Materials provided: Begin

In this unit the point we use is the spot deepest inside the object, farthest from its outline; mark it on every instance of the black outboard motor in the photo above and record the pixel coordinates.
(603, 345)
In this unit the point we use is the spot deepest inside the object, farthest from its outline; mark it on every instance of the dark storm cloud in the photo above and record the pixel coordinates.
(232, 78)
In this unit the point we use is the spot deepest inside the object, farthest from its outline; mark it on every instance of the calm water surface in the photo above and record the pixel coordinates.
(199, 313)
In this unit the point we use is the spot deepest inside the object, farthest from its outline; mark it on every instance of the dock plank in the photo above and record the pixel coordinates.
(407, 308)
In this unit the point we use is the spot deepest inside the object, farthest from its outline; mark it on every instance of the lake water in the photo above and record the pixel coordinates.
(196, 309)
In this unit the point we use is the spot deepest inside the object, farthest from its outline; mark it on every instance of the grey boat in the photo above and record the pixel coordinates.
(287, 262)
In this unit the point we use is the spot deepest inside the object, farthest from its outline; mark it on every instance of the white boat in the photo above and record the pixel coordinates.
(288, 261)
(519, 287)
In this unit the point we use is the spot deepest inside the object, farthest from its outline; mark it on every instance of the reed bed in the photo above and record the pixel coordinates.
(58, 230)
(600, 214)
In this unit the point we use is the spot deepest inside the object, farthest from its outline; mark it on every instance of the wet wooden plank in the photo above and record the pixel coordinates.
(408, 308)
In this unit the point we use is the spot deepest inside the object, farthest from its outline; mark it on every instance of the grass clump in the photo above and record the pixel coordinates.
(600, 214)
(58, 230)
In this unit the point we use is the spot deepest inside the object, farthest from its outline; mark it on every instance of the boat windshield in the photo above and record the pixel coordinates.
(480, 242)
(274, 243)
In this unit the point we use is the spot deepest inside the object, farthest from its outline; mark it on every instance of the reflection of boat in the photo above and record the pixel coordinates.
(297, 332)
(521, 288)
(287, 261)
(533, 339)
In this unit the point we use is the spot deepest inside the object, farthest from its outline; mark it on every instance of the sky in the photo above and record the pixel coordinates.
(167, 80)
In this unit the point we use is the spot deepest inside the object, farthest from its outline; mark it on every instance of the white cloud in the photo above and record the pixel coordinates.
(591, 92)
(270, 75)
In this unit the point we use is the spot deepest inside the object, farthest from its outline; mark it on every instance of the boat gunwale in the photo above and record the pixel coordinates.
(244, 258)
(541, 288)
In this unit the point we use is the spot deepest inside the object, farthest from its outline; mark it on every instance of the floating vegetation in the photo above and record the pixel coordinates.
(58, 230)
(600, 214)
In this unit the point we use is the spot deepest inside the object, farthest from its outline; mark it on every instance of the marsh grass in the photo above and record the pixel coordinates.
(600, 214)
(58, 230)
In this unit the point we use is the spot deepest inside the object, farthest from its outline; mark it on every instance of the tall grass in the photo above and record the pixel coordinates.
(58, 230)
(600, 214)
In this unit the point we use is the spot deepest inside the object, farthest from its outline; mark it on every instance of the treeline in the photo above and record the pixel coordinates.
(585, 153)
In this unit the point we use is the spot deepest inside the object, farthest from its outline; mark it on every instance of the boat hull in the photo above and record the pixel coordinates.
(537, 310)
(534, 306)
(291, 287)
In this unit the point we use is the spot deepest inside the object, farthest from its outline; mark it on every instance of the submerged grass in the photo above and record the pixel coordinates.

Materials provided: End

■ **Exercise goal**
Send back every entry precisely as given.

■ **Final answer**
In this unit the point we use is the spot deepest inside the object, farthest from its outline; mark it on every instance of the black outboard motor in the photo above and record the pixel coordinates.
(603, 345)
In this unit the point we use is the spot deepest inside the object, farthest from its outline; mark it on every instance of the dark storm cloud in the photo above and record the pixel coordinates.
(232, 78)
In this unit the point we use is the spot deepest inside the object, farthest from its outline; mark it on every instance of the calm water surface in the photo above and record the pixel coordinates.
(199, 313)
In this unit the point we use is the spot deepest inside the object, farthest from its outline; mark it on every instance of the dock plank in the photo above and record the pixel coordinates.
(407, 308)
In this unit the point we use is the spot deepest inside the object, farthest from its outline; mark it on every instance of the lake water in the photo above and record the pixel coordinates.
(196, 309)
In this unit the point we use is the spot deepest inside the object, farthest from its outline; mark it on every instance of the grey boat in the photo above and record the pixel coordinates.
(287, 262)
In this unit the point we use is the spot deepest inside the object, farthest from its outline; mark it on every instance of the white boat in the photo above and record the pixel coordinates.
(288, 261)
(519, 287)
In this unit the point we use is the spot deepest inside the object, farthest from its outline; mark it on every instance of the reed bed in the photo above and record the pixel coordinates.
(58, 230)
(600, 214)
In this unit the point we use is the spot deepest inside the object, farthest from its outline; mark it on every instance of the wet wooden plank in the photo above and record the pixel coordinates.
(408, 308)
In this unit the point we use is the spot deepest inside the object, farthest from its outline; mark it on every instance of the grass clump in the photo above and record the pixel coordinates.
(600, 214)
(58, 230)
In this unit the point we use is the spot deepest inside the object, farthest from its outline; mark it on every instance of the boat windshield in the photo above and record the pixel coordinates.
(480, 242)
(274, 243)
In this unit the point we use is the spot deepest inside the object, farthest from its outline; mark it on every instance of the reflection of boat in the photo above and record the pixel coordinates.
(297, 332)
(521, 288)
(287, 261)
(533, 339)
In this unit the point we use is the spot deepest inside the object, farthest from its outline; mark it on every instance of the sky in the photo above and record the pixel coordinates.
(167, 80)
In this unit the point we use is the spot deepest inside the object, farthest from its outline; mark it on every instance of the white cloud in the photo above and record the pixel coordinates.
(591, 92)
(270, 75)
In this unit the point we use is the spot deepest inside the object, farthest from its outline; mark it on every instance of the boat gunwale in the photo above and record the pixel coordinates.
(244, 258)
(541, 288)
In this unit the point we use is the spot deepest inside the object, farthest from its outline; mark it on every instance of the floating vegetation in the photo above and record the pixel coordinates.
(58, 230)
(600, 214)
In this unit the point we use is the spot deepest inside the object, farthest from its outline; mark it on every instance of the marsh grass in the photo above and record the pixel coordinates.
(600, 214)
(58, 230)
In this unit the point we use is the spot deepest inside the object, farthest from its outline; mark it on every instance of the tall grass in the photo above and record the pixel coordinates.
(58, 230)
(600, 214)
In this unit the point we use is the spot deepest inside the object, farthest from its outline; mark it on every instance of the treeline in the photo above and record the pixel coordinates.
(585, 153)
In this unit the point we use is the spot deepest inside the object, farthest from its outline; mark it on every instance of the boat hull in the photo above and record the pixel coordinates.
(537, 310)
(534, 306)
(291, 287)
In this unit the point we use is the spot deepest inside the object, farthest from its outline; mark it on every instance of the submerged grass in the photo above and record the pixel coordinates.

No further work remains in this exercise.